Part of a data file:
___
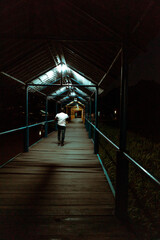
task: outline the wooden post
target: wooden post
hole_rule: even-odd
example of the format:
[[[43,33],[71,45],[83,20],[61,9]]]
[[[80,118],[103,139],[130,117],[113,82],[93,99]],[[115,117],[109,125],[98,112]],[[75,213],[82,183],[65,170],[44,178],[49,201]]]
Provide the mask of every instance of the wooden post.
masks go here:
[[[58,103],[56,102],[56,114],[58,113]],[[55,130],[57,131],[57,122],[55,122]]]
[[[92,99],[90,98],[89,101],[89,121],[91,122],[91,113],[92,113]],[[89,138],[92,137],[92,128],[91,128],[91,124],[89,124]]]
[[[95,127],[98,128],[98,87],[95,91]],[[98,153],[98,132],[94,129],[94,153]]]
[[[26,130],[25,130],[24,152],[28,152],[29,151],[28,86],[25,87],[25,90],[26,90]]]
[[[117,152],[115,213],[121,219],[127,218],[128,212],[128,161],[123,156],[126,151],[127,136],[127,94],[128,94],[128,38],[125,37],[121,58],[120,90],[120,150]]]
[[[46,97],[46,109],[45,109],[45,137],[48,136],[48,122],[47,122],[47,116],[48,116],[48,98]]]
___
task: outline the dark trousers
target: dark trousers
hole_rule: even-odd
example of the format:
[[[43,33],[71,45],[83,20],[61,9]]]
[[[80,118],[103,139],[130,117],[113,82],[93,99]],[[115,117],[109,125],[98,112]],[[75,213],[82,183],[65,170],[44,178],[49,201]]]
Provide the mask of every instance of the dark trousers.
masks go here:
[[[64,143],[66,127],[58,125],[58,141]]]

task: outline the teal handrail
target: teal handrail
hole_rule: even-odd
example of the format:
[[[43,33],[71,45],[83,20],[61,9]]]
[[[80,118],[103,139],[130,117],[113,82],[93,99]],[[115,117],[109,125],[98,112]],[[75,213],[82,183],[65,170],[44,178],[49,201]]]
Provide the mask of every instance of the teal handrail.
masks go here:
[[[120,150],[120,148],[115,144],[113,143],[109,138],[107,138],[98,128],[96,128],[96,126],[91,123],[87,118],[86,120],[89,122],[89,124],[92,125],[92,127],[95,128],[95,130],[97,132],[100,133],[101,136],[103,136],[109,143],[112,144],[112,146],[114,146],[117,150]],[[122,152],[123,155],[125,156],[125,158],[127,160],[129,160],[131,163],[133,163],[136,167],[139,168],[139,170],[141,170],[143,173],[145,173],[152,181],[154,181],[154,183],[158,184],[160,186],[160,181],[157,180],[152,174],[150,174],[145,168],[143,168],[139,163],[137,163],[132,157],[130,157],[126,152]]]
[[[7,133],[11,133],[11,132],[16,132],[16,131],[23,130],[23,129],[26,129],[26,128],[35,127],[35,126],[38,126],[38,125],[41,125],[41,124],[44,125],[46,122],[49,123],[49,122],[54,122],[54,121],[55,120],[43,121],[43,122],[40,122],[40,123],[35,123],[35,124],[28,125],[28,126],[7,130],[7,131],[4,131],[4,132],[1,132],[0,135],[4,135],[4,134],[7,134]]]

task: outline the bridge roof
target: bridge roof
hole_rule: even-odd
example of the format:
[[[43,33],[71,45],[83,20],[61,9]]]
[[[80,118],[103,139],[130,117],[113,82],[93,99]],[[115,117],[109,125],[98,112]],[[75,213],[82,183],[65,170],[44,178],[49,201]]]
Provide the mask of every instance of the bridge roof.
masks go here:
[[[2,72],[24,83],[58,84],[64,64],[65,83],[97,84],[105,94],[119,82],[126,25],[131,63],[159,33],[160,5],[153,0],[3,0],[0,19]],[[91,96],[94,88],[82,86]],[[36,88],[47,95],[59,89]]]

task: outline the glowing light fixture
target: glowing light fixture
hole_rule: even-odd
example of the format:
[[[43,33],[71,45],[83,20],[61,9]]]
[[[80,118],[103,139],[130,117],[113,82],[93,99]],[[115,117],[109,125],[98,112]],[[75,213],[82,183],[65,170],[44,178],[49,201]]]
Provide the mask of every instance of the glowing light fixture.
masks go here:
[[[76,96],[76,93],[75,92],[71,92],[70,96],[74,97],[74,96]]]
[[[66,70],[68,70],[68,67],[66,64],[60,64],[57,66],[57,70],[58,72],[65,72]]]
___
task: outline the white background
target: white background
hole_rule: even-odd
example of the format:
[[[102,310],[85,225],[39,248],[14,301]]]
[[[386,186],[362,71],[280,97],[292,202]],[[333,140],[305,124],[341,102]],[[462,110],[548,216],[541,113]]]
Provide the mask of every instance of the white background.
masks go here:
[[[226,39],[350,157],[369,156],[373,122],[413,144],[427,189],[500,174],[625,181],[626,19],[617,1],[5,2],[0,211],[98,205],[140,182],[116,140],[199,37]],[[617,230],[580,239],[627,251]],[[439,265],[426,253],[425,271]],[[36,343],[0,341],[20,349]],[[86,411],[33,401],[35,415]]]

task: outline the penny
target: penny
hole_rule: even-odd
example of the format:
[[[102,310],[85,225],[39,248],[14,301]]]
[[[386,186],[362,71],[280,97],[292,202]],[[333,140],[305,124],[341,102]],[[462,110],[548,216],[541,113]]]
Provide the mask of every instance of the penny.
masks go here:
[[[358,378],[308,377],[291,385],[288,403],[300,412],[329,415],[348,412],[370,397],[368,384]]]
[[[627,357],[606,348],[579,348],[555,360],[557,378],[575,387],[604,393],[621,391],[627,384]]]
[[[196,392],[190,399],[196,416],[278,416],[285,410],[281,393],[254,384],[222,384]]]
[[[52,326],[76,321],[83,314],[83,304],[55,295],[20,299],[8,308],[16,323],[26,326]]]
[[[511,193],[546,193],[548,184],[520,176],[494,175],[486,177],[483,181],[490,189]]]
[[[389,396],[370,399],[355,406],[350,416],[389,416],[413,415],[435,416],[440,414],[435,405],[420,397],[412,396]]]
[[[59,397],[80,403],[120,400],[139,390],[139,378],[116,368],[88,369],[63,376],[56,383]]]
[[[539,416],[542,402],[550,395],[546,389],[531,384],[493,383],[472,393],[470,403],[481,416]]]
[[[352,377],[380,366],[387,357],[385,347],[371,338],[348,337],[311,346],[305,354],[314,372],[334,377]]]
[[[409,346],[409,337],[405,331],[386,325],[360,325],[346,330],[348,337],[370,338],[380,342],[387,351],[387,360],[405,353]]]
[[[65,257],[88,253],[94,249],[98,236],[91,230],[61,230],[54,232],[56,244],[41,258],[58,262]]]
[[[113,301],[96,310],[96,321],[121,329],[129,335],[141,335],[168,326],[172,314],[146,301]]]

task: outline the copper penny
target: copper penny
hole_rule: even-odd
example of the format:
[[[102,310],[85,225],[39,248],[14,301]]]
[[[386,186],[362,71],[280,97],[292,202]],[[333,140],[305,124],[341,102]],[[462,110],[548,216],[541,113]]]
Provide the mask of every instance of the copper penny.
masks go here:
___
Could you rewrite the records starting at the line containing "task: outline the dark trousers" and ending at the line containing "[[[64,143],[66,127],[58,125],[58,141]]]", both included, with every polygon vertex coordinate in the answers multiplied by 1.15 and rounded to the nearest whole number, halves rounded up? Keep the requests and their format samples unchanged, and include only those lines.

Expected answer:
task: outline the dark trousers
target: dark trousers
hole_rule: even-odd
example of the format:
[[[43,33],[71,45],[83,20],[61,9]]]
[[[80,118],[103,139],[130,117],[113,82],[93,99]],[[115,117],[109,125],[98,112]],[[75,213],[82,183],[65,170],[44,178],[49,201]]]
Provide the mask of every instance of the dark trousers.
masks go here:
[[[74,164],[76,146],[67,144],[67,162]]]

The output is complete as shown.